__EXERCISE BRIEF__
Repeat every line from the line containing "Target: pink flowering plant in background" to the end of the data, exactly. Leave the pictures out.

== DATA ROWS ==

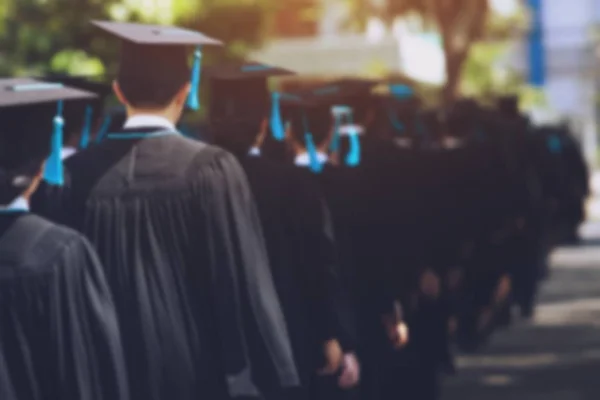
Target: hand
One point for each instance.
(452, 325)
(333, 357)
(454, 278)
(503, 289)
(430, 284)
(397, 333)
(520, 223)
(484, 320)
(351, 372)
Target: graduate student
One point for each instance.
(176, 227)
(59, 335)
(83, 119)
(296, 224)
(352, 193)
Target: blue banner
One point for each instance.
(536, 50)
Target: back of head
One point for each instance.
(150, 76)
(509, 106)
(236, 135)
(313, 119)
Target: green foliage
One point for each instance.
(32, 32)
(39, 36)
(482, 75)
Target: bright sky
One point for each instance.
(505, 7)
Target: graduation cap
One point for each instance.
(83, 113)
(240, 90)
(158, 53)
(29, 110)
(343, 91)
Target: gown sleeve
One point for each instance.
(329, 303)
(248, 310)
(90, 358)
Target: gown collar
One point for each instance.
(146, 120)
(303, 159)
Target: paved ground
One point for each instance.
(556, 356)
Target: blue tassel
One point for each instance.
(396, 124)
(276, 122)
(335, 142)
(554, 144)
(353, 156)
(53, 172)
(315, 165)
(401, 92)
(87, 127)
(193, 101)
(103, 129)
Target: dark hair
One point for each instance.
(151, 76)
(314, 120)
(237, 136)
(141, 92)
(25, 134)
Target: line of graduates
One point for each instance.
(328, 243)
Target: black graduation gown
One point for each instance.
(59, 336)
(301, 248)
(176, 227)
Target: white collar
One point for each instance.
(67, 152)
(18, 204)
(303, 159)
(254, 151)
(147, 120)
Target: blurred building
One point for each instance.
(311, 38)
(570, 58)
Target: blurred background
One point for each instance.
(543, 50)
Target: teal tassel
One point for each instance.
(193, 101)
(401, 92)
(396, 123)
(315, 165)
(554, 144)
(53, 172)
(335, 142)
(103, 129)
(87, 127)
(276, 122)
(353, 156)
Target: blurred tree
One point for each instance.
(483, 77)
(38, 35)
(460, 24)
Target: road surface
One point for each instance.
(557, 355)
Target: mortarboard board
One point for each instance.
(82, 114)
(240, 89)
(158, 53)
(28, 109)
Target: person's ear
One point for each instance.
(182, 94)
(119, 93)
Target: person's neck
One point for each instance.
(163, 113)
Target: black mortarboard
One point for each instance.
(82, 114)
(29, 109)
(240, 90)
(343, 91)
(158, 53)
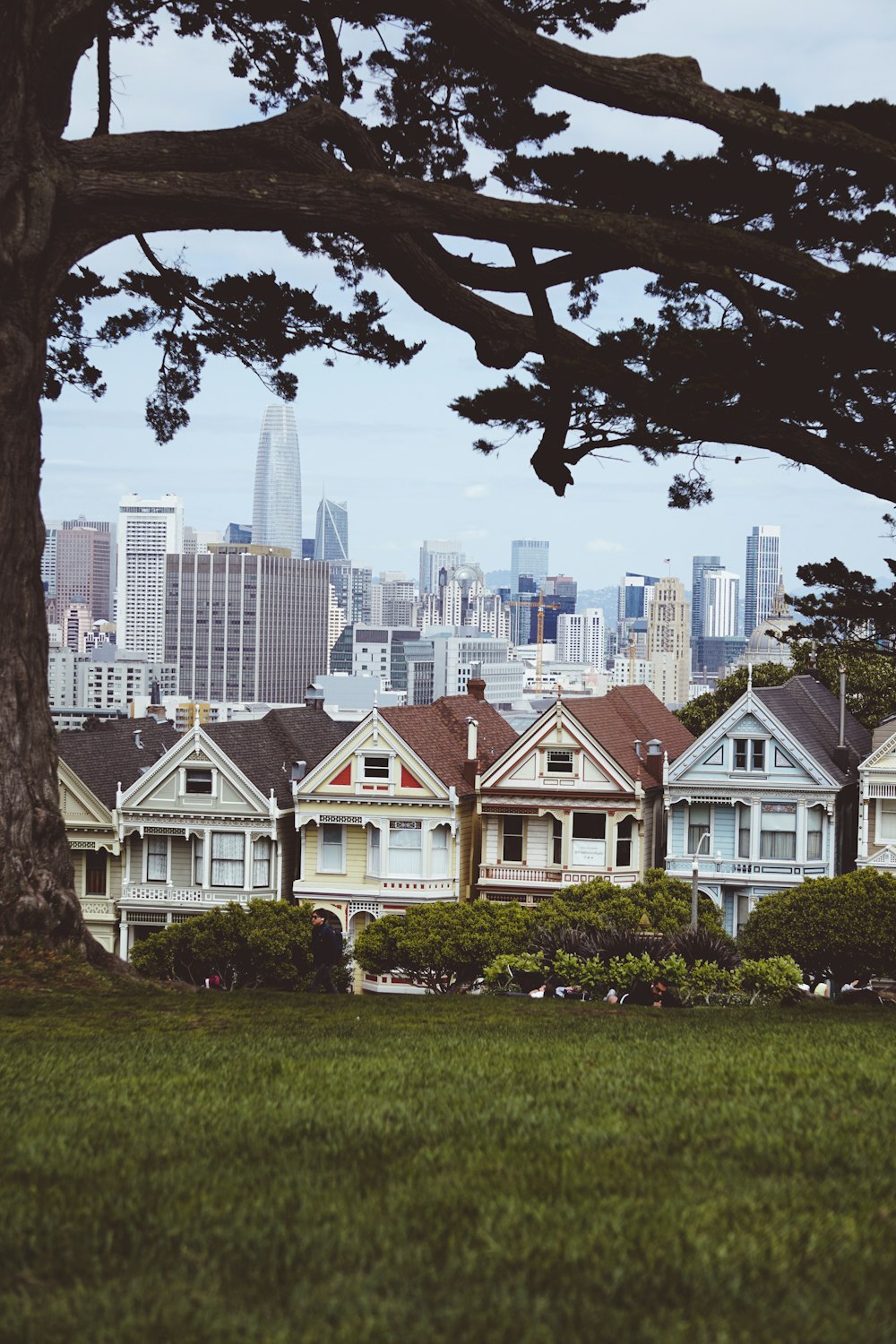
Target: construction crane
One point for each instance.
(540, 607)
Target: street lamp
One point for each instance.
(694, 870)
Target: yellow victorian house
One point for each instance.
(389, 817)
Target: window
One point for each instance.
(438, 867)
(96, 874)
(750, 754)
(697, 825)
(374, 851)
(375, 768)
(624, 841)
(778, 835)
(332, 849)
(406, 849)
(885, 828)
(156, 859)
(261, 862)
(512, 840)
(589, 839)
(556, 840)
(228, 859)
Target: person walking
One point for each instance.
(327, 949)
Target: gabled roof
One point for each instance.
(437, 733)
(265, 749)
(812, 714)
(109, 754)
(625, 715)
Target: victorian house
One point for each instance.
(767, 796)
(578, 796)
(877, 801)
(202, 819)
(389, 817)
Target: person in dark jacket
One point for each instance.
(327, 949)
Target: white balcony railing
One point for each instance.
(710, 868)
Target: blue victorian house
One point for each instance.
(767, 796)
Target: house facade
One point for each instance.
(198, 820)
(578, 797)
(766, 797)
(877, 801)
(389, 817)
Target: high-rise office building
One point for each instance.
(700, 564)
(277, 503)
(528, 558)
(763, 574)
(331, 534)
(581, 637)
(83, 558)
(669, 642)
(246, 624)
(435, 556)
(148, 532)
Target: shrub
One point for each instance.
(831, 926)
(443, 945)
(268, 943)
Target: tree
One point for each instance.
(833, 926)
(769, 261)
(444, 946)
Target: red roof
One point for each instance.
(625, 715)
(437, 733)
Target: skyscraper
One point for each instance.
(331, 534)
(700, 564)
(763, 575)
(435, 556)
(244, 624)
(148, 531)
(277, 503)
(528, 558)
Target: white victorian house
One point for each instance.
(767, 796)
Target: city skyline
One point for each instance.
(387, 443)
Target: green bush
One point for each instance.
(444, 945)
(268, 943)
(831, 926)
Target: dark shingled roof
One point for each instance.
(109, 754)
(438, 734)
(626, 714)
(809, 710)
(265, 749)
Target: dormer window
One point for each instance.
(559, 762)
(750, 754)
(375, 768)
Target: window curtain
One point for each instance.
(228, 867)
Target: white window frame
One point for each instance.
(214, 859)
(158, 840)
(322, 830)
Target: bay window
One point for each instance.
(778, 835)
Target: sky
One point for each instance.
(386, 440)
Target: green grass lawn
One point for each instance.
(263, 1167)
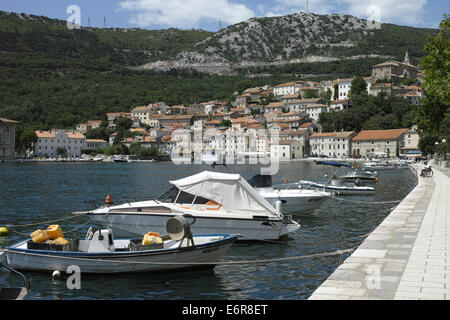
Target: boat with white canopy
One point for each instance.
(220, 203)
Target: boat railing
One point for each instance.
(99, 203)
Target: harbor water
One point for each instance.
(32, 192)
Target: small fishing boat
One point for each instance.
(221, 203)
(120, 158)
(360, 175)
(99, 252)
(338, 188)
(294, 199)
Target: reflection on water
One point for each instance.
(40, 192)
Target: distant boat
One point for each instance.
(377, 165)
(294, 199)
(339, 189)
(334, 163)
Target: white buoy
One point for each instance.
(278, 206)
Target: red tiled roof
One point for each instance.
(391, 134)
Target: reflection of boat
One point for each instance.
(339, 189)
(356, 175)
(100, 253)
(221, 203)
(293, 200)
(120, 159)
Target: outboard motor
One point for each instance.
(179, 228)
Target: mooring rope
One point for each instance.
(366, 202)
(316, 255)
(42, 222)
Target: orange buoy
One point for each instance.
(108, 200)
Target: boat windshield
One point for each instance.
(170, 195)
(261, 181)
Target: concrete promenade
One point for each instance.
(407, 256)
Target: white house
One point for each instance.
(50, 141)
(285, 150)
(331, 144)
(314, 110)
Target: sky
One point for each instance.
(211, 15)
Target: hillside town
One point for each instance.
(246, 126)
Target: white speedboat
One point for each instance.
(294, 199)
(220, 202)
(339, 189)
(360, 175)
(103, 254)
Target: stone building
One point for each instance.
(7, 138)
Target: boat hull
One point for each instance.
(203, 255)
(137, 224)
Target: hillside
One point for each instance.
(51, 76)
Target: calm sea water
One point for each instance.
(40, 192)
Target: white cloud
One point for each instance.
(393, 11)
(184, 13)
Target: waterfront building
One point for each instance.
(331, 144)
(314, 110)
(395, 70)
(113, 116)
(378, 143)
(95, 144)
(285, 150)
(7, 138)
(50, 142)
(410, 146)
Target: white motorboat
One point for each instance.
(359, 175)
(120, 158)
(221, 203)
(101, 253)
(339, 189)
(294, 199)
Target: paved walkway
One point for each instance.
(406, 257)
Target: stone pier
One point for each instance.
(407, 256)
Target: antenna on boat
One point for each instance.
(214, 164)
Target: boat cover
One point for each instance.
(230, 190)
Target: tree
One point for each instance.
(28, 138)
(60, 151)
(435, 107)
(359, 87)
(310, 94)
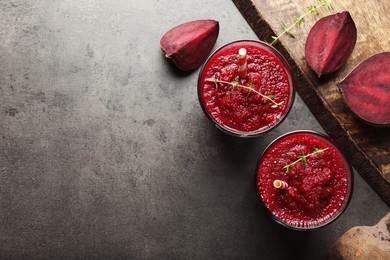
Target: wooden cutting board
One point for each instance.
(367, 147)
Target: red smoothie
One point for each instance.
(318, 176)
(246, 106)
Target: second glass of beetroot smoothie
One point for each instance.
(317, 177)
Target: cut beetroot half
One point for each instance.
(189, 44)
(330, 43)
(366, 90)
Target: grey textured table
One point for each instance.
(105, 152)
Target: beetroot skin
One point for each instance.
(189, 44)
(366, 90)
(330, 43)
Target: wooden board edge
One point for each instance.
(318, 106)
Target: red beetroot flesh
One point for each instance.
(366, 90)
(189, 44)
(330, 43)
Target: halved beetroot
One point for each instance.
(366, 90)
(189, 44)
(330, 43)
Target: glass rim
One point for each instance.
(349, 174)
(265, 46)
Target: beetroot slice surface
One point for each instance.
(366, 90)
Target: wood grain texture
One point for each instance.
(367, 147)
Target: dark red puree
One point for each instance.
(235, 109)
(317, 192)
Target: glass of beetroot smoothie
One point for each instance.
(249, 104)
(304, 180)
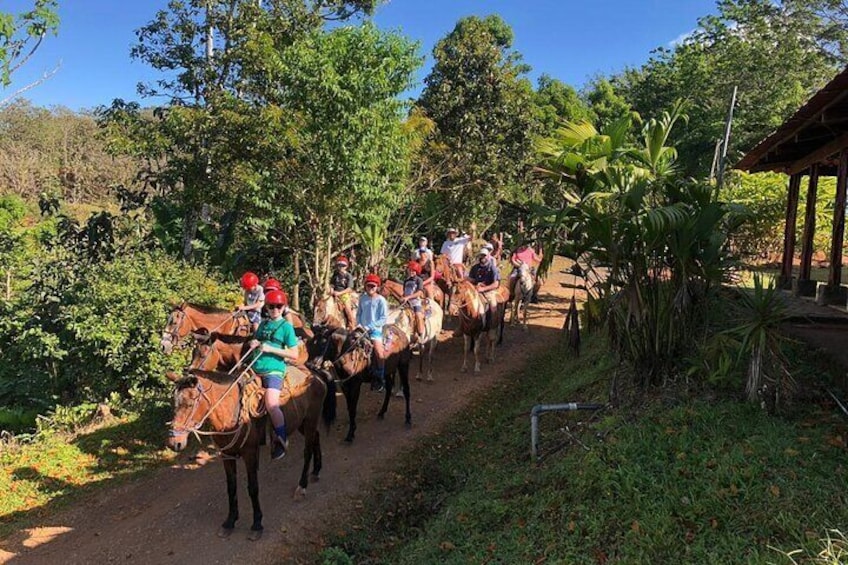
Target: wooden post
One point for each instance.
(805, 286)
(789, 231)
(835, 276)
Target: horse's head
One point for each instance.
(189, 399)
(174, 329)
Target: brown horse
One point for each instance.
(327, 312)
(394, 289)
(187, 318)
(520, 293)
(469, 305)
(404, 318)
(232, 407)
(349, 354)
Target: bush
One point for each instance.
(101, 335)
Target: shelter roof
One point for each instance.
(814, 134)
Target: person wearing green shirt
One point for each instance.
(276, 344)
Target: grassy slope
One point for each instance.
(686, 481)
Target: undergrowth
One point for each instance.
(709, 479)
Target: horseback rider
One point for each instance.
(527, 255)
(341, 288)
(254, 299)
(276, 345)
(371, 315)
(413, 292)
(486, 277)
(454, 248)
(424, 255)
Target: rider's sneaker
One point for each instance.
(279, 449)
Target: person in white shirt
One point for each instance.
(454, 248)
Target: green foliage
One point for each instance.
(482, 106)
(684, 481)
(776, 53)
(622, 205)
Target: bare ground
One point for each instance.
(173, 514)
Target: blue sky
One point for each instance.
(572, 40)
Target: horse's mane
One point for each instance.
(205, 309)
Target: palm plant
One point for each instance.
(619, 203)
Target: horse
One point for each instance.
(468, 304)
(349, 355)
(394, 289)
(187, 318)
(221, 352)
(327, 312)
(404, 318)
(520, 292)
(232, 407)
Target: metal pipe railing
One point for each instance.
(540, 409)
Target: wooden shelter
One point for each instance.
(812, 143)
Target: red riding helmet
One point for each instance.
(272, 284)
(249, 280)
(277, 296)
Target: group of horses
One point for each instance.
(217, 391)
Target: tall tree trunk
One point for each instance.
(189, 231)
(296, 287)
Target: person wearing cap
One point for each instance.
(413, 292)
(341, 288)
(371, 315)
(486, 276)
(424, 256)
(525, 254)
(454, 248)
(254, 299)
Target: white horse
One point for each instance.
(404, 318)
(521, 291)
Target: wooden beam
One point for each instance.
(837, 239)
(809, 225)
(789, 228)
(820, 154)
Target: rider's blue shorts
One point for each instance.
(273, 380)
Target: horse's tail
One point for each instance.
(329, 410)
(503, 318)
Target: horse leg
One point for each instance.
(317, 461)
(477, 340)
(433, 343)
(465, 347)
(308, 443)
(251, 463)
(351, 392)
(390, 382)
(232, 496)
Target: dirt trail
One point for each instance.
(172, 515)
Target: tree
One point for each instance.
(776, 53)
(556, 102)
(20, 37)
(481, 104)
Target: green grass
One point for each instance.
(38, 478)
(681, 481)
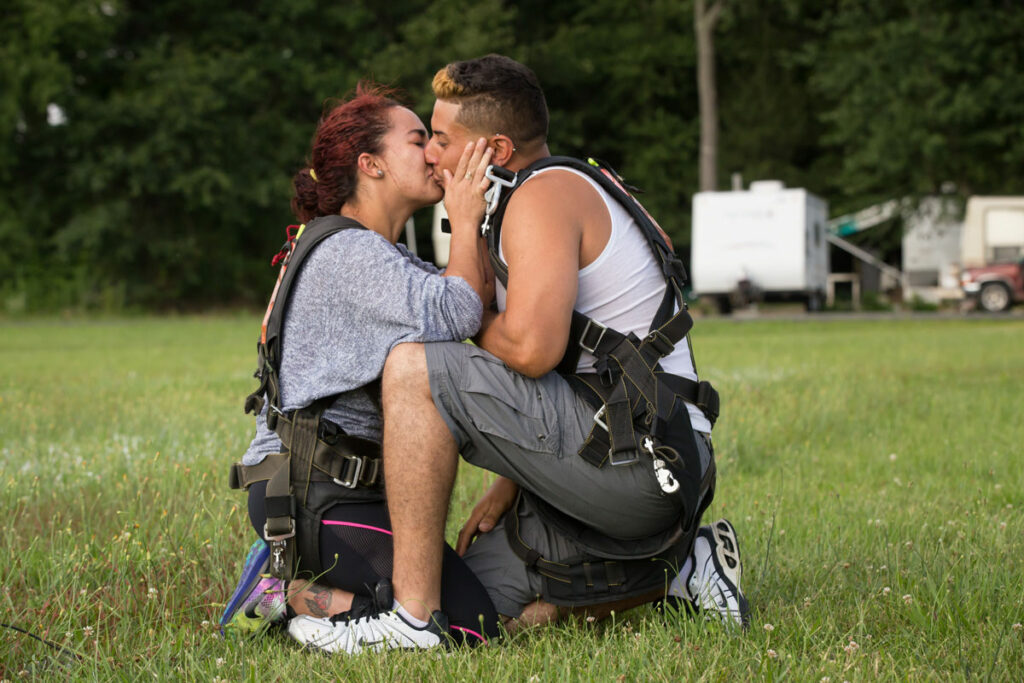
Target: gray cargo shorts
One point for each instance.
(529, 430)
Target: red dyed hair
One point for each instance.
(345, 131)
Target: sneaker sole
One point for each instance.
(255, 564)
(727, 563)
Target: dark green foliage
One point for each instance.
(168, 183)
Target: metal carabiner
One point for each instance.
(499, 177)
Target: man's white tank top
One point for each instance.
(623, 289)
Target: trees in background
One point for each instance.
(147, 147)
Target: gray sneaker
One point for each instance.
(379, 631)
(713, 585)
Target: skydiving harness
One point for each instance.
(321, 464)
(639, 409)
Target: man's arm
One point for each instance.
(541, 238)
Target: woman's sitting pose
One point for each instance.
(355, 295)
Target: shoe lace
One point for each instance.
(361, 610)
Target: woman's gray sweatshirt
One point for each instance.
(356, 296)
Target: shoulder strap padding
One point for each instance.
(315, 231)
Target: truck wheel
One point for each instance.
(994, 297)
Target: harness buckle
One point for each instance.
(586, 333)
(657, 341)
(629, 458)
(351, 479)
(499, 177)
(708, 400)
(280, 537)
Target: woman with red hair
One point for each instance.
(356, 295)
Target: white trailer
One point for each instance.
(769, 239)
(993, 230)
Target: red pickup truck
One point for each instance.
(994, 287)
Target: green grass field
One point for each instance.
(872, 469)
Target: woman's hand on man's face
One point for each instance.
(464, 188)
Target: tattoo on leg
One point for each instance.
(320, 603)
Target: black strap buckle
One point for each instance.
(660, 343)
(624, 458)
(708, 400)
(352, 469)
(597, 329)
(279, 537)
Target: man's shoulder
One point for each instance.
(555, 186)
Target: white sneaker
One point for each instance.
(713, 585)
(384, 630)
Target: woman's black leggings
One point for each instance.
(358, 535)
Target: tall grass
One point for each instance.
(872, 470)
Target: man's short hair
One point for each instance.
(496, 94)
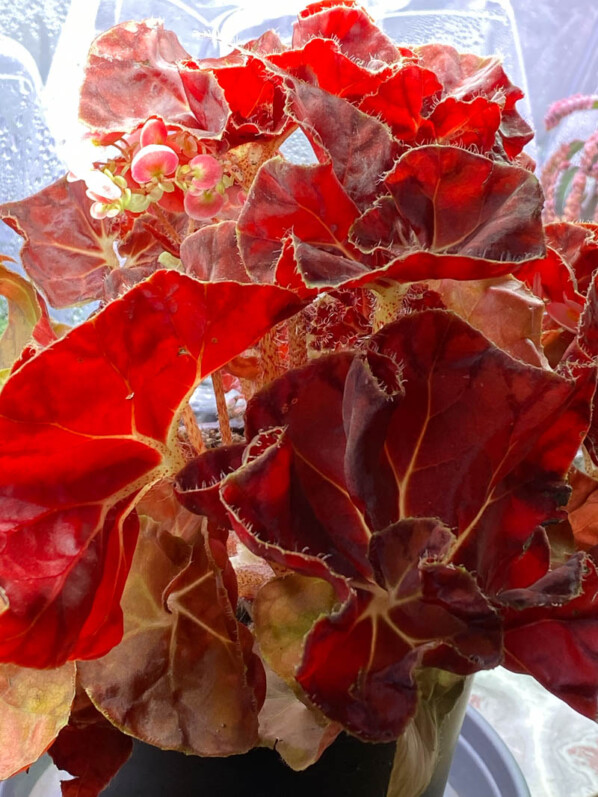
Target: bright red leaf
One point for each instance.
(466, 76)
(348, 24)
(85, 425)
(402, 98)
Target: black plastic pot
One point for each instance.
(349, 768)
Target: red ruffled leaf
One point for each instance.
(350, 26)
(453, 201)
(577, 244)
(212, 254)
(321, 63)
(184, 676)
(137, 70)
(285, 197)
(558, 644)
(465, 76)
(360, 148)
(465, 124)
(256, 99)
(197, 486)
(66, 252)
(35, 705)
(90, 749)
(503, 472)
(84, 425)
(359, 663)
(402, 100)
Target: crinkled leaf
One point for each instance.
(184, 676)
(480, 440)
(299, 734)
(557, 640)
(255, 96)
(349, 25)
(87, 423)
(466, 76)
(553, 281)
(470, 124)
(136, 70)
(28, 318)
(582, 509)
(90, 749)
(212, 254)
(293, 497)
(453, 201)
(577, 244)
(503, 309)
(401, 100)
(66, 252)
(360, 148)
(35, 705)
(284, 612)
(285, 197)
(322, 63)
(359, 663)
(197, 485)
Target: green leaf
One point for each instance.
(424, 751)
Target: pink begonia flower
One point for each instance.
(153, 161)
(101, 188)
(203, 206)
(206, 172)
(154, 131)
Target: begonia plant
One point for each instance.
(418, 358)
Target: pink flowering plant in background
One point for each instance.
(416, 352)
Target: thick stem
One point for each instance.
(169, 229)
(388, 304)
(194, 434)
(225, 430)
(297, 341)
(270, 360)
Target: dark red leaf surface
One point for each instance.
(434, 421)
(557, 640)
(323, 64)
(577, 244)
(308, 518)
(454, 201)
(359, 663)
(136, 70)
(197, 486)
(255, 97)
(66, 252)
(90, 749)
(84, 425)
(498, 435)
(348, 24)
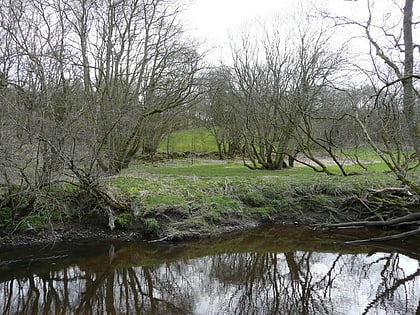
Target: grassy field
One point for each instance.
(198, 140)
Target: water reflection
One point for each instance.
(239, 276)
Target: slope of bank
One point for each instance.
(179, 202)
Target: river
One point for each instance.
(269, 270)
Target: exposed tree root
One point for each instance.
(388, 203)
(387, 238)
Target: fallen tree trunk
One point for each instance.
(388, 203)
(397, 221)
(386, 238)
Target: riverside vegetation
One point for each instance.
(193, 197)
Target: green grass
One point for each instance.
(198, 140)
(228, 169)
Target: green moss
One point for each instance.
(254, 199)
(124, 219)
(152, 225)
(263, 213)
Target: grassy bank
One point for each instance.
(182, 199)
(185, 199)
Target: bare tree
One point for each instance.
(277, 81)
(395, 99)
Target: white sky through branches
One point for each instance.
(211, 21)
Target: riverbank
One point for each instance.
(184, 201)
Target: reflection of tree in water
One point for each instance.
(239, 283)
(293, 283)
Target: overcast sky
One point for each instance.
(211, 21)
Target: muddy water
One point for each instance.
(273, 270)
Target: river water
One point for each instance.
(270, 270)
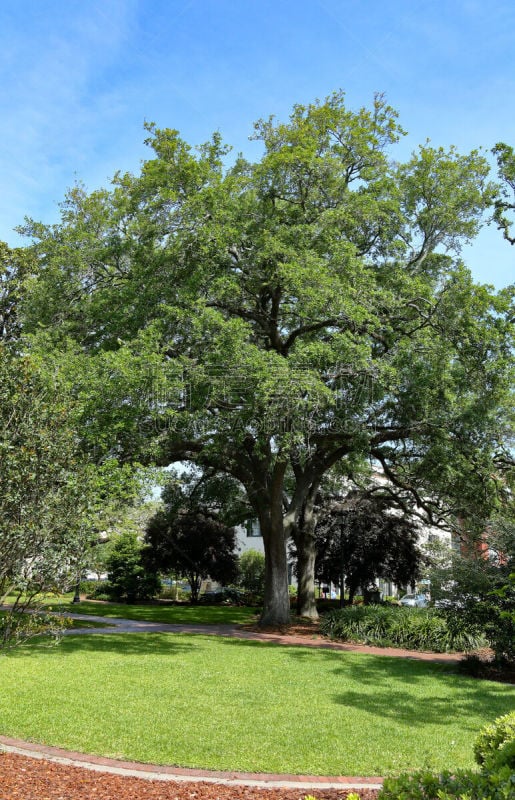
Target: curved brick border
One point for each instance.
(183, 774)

===

__TASK RESPONSE__
Target: pink flowering plant in background
One point for each instance.
(416, 352)
Target: thick stem
One point for each instance.
(169, 229)
(388, 304)
(194, 434)
(225, 430)
(297, 341)
(270, 360)
Target: dark red leaf surface
One point for each instance.
(434, 421)
(557, 640)
(323, 64)
(577, 244)
(308, 518)
(454, 201)
(359, 663)
(136, 70)
(197, 486)
(255, 97)
(66, 252)
(90, 749)
(84, 425)
(498, 435)
(348, 24)
Target: grassy field
One point for each instance.
(198, 140)
Target: water reflection
One point for each instance.
(239, 276)
Target: slope of bank
One point for each instance.
(179, 202)
Target: river
One point for each instance.
(269, 270)
Target: exposed tree root
One point for each instance.
(388, 203)
(387, 238)
Target: fallen tree trunk
One point for each instance.
(388, 203)
(397, 221)
(386, 238)
Target: riverside vegetation
One point for each instance.
(193, 197)
Target: green grass
One point for each instance.
(198, 140)
(228, 169)
Target: green moss
One point for each instance.
(254, 199)
(124, 219)
(152, 225)
(263, 213)
Target: grassy bank
One point for each instance.
(182, 199)
(185, 199)
Target: bare tree
One point for each instance.
(277, 81)
(395, 99)
Target: white sky through branches
One point for each instance.
(211, 21)
Target: riverbank
One point for each instance.
(184, 201)
Target: reflection of tree in water
One point for each instance.
(239, 283)
(293, 283)
Target: overcast sky
One point for each instance.
(211, 21)
Target: muddy water
One point for each instance.
(273, 270)
Target: river water
One point for each instance.
(270, 270)
Target: curved brick border
One point for each instance.
(183, 774)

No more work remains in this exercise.